EXCERPTED PASSAGE:
--- Begin ---

723 F.2d 975 | D.C. Cir. | 1983
232 U.S.App.D.C. 449
SEA-LAND SERVICE, INC., Appellant,
v.
Elizabeth Hanford DOLE, Secretary of Transportation, et al.
No. 82-1712.
United States Court of Appeals,
District of Columbia Circuit.
Argued Feb. 22, 1983.
Decided Dec. 23, 1983.
Appeal from the United States District Court for the District of Columbia (D.C. Civil Action No. 79-01100).
Edward M. Shea, Washington, D.C., with whom John E. Vargo, Washington, D.C., was on the brief for appellant.
Charles D. Ossola, Atty., Dept. of Justice, Washington, D.C., with whom Stanley S. Harris, U.S. Atty., and Robert S. Greenspan, Atty., Dept. of Justice, Washington, D.C., were on the brief for appellee, Secretary of Transportation, et al.
Robert A. Peavy, Washington, D.C., for appellee, Waterman Steamship Corporation.
Before EDWARDS, BORK and SCALIA, Circuit Judges.
Opinion for the Court filed by Circuit Judge SCALIA.

--- End ---

DATA ROWS:
--- Begin ---

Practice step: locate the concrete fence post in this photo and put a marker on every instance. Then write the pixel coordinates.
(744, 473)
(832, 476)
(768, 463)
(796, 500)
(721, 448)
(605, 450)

--- End ---

WHAT YOU WILL DO:
(1) Can you condense the paragraph beginning "Charles D. Ossola, Atty." in the court opinion header into a short list that keeps its names, titles, and the party they represented?
(2) Would you reproduce part of the court opinion header, beginning at the words "Robert A. Peavy, Washington, D.C., for" and stopping after "Circuit Judge SCALIA."?
(3) Can you go on with the court opinion header from the point where it stops?

ANSWERS FOR THE EXERCISE:
(1)
- Charles D. Ossola, Atty., Dept. of Justice, Washington, D.C.
- Also on the brief: Stanley S. Harris, U.S. Atty., and Robert S. Greenspan, Atty., Dept. of Justice, Washington, D.C.
- Represented: appellee, Secretary of Transportation, et al.

(2)
Robert A. Peavy, Washington, D.C., for appellee, Waterman Steamship Corporation.
Before EDWARDS, BORK and SCALIA, Circuit Judges.
Opinion for the Court filed by Circuit Judge SCALIA.

(3)
SCALIA, Circuit Judge:
Sea-Land Service, Inc. ("Sea-Land"), appeals from a district court decision granting summary judgment in favor of appellees in an action brought under the Administrative Procedure Act and the Merchant Marine Act of 1936. Appellant, plaintiff below, contends that appellee the Secretary of Transportation1 violated Sec. 605(c) of the Merchant Marine Act of 1936, 46 U.S.C. Sec. 1175(c) (Supp. V 1981), by including in an operating differential subsidy contract with appellee Waterman Steamship Company ("Waterman") permission for the subsidized vessels to call on certain ports off the subsidized route without holding a hearing to examine the sufficiency of existing service on the routes thereby affected.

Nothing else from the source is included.